EXERCISE BRIEF
Each record below needs to be written out exactly as it reads.

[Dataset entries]
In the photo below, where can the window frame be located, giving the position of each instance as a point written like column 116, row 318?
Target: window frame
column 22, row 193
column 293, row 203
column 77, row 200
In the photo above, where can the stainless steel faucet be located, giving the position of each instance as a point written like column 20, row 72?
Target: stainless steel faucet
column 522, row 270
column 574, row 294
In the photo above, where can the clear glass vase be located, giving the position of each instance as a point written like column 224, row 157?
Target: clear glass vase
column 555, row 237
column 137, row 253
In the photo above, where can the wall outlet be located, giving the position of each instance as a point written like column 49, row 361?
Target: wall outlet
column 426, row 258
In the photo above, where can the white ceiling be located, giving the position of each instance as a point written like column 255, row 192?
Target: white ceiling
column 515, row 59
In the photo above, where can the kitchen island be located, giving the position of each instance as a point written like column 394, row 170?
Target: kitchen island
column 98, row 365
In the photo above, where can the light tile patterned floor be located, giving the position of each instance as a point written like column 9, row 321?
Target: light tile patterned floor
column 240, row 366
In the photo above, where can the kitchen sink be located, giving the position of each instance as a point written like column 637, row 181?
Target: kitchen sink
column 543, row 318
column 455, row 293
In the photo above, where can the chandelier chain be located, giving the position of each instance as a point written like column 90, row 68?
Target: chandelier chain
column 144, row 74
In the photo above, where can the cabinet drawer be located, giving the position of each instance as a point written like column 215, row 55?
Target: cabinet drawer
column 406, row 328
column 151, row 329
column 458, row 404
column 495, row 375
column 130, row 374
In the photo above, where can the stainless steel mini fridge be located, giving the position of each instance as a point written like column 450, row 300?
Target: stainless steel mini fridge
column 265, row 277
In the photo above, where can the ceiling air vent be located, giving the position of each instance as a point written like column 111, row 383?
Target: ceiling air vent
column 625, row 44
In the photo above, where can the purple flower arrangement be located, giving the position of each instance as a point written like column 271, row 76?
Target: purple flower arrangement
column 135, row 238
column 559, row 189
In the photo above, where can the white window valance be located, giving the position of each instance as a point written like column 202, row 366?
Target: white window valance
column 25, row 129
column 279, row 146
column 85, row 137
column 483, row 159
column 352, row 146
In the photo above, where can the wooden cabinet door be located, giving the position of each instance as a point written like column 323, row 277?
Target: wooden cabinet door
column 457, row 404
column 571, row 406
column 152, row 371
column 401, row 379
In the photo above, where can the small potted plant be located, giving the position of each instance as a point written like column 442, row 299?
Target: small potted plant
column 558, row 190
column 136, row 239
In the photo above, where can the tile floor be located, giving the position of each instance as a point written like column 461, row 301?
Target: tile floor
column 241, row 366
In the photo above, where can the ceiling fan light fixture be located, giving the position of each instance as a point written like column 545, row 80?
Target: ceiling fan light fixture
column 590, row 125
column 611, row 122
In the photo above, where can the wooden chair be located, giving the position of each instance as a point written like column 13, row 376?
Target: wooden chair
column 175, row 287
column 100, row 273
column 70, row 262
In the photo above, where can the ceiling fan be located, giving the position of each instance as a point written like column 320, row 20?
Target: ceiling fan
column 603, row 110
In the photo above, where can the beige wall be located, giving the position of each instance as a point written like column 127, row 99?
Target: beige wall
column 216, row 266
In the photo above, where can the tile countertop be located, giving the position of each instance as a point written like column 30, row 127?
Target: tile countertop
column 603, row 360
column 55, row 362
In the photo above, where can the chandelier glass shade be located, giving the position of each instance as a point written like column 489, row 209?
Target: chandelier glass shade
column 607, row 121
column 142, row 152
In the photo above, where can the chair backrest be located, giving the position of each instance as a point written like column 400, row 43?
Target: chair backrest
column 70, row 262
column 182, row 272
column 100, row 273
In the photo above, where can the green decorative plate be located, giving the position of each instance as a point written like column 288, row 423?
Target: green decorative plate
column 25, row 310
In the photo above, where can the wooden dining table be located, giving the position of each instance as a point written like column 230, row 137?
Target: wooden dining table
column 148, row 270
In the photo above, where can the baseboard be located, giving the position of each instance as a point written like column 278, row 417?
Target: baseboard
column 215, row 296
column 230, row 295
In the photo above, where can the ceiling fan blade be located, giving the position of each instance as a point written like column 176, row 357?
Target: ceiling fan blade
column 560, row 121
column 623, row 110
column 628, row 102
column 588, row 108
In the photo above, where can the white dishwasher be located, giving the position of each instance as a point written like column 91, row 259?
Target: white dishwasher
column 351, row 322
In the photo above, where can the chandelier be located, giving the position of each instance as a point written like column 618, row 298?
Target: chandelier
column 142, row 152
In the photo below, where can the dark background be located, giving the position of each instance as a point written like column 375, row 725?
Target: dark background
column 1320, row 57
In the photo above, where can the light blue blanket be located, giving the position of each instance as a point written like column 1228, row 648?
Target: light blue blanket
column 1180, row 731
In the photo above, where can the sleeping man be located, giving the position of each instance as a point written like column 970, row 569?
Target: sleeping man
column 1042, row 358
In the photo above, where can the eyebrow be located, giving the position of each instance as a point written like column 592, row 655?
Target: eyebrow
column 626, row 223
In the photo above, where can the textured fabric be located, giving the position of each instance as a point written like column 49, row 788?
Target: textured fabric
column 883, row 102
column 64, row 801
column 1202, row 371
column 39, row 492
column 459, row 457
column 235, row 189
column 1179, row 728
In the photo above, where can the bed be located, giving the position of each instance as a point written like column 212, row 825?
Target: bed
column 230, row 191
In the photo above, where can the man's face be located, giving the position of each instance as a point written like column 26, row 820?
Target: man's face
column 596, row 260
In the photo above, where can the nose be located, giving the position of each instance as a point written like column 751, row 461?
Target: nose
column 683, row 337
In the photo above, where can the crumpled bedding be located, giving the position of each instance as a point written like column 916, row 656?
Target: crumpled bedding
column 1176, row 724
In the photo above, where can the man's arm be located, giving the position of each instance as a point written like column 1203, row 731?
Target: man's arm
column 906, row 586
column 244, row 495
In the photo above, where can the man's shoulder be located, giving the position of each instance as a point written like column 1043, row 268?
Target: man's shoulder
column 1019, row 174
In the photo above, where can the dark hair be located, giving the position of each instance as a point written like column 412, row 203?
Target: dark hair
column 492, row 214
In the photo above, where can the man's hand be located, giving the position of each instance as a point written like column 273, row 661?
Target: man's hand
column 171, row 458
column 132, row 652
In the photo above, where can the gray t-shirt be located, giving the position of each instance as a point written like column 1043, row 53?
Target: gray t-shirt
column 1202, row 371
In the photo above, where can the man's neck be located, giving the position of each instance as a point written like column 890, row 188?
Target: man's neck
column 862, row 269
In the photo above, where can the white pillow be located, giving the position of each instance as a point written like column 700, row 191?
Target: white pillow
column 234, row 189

OUTPUT FOR THIS EXERCISE
In the photo below, where can the window frame be located, giving the position of each instance as a point written like column 116, row 318?
Target: window frame
column 22, row 193
column 293, row 203
column 77, row 200
In the photo above, where can the stainless steel faucet be located, giving the position of each instance as a point written like column 20, row 72?
Target: stainless steel faucet
column 522, row 270
column 574, row 294
In the photo above, where can the clear glass vase be located, giving the position of each instance as a point written like column 224, row 157?
Target: clear glass vase
column 555, row 237
column 137, row 253
In the photo above, where can the wall outlet be located, giving the position of each instance as a point written like column 49, row 361?
Target: wall outlet
column 426, row 258
In the photo above, where can the white ceiling be located, giving the position of each instance as a point written like column 255, row 192?
Target: white ceiling
column 515, row 59
In the photo above, where can the kitchen island be located, giving the position of each instance as a point written like column 394, row 170?
Target: kitchen island
column 98, row 365
In the photo above, where can the light tile patterned floor be located, giving the position of each instance as a point written like column 9, row 321?
Target: light tile patterned floor
column 240, row 366
In the photo above, where can the kitchen sink be located, giving the position of each instance as a point written like column 637, row 181?
Target: kitchen sink
column 543, row 318
column 455, row 293
In the photo above, where can the chandelier chain be located, giving the position of each instance as a point written like column 90, row 68?
Target: chandelier chain
column 144, row 74
In the photo above, where can the cabinet drawer be located, giving the position of each instance as a point written like column 215, row 55?
Target: cabinet drawer
column 406, row 328
column 151, row 329
column 458, row 404
column 495, row 375
column 130, row 374
In the photo above, where can the stainless steel mini fridge be located, giving the position of each instance as a point written like column 450, row 300?
Target: stainless steel mini fridge
column 265, row 277
In the photo above, where can the ceiling air vent be located, giving the position of each instance as a point written like column 111, row 383?
Target: ceiling air vent
column 625, row 44
In the photo above, where can the purple flower arrangement be located, giving the position of each instance as a point written like column 271, row 76?
Target: purple flower arrangement
column 135, row 238
column 559, row 189
In the photo above, where can the white window valance be located, giving the position of each instance as a point written like column 202, row 366?
Target: white window valance
column 25, row 129
column 279, row 146
column 85, row 137
column 483, row 159
column 352, row 146
In the photo above, where can the wooden cabinet door be located, giving the position of each instance as a point written like column 323, row 277?
Target: wooden cabinet door
column 457, row 404
column 571, row 406
column 152, row 371
column 401, row 379
In the photo above, where can the small potted plant be located, giving the position of each instance as a point written like column 442, row 299?
Target: small potted plant
column 558, row 190
column 136, row 239
In the photo above, where can the tile floor be located, giving the position of each instance as a point written like column 461, row 301?
Target: tile floor
column 241, row 366
In the photo above, where can the ceiling fan light fixture be located, giving the position of each instance as a point written like column 545, row 80?
Target: ceiling fan light fixture
column 590, row 125
column 611, row 122
In the photo above, where can the wooden chair be located, giving the position of each instance as a point written like column 13, row 376?
Target: wooden chair
column 175, row 287
column 100, row 273
column 70, row 262
In the photo above, where can the ceiling fan be located, giving the position of each instance as a point written like column 320, row 20?
Target: ceiling fan
column 603, row 110
In the photo above, where can the beige wall be located, giving the position of each instance as a point written like column 127, row 99?
Target: beige wall
column 216, row 266
In the photo above, where can the tile countertop be located, giving the position of each instance as a point written like column 30, row 127?
Target: tile countertop
column 603, row 360
column 55, row 362
In the photo above, where can the chandelier glass shade be located, giving the position of each instance as a point written like column 489, row 209?
Target: chandelier glass shade
column 607, row 121
column 142, row 152
In the photo above, where can the chair backrest be located, giving the position of each instance as a point written like column 400, row 43?
Target: chair backrest
column 70, row 262
column 182, row 272
column 100, row 273
In the photo above, where can the green decorative plate be located, giving the position of each instance as a point written like column 288, row 423?
Target: green decorative plate
column 25, row 310
In the photo above, where can the wooden dining table be located, giving the position of each instance as a point written like column 230, row 137?
Target: wooden dining table
column 148, row 270
In the photo above, where can the baseboard be located, giving the position of each instance as a point written like column 278, row 417?
Target: baseboard
column 215, row 296
column 230, row 295
In the photo above, where can the ceiling fan blade be located, giving the position of each instance as a point written like column 176, row 357?
Target: ceiling fan blade
column 560, row 121
column 623, row 110
column 628, row 102
column 588, row 108
In the photo above, where can the white dishwasher be located, giving the position of each instance as a point written like column 91, row 259?
Target: white dishwasher
column 351, row 322
In the photo above, where can the chandelier be located, giving the position of each instance as a point written like column 618, row 298?
Target: chandelier
column 142, row 152
In the photo below, where can the dark background be located, giving the position of each instance as a point written like column 375, row 725?
Target: dark background
column 1320, row 57
In the photo above, where can the light blue blanket be located, giving the position of each instance as a point written like column 1228, row 648?
Target: light blue blanket
column 1180, row 731
In the photo above, where can the sleeping man be located, giving the position of each instance as a point written like column 970, row 569?
Target: sleeping man
column 1042, row 358
In the photo above, where can the eyebrow be located, giving the position of each instance as a point written like column 592, row 655?
Target: eyebrow
column 626, row 223
In the photo above, where can the textured fabric be located, giving the position of each instance as a point written like column 49, row 788?
Target: textured fabric
column 883, row 102
column 64, row 801
column 1202, row 371
column 39, row 492
column 459, row 457
column 235, row 189
column 1179, row 728
In the photo above, where can the bed be located, giving the position of each instance as a point written like column 212, row 825?
Target: bed
column 230, row 191
In the photo above, where can the man's face be located, giving the position of each instance as a point written like column 26, row 820?
Target: man's face
column 596, row 260
In the photo above, where can the nose be located, giving the position of each instance as a point written like column 751, row 461?
Target: nose
column 683, row 337
In the photo above, where can the crumpled bedding be located, giving the position of each instance as a point written like column 916, row 656?
Target: crumpled bedding
column 1176, row 724
In the photo above, where can the man's arm be located, giving the position of each instance as a point written like column 1203, row 731?
Target: man's arm
column 906, row 586
column 244, row 495
In the photo above, where can the man's shoulder be located, giving the position of each instance as a point written like column 1043, row 268?
Target: man's shoulder
column 1019, row 174
In the photo above, where can the dark hair be located, giving the position of each instance as a point written like column 412, row 203?
Target: dark hair
column 492, row 214
In the photo above, where can the man's hand be located, giving the position of each instance as a point written like column 273, row 661?
Target: man's hand
column 171, row 458
column 132, row 652
In the photo above, where can the gray t-shirt be located, giving the position of each instance as a point written like column 1043, row 53?
Target: gray t-shirt
column 1202, row 371
In the photo above, where can the man's neck be located, giving the position of each instance as a point written like column 890, row 188?
Target: man's neck
column 862, row 269
In the photo above, where can the white pillow be located, giving the position of each instance as a point written like column 700, row 191?
Target: white pillow
column 234, row 189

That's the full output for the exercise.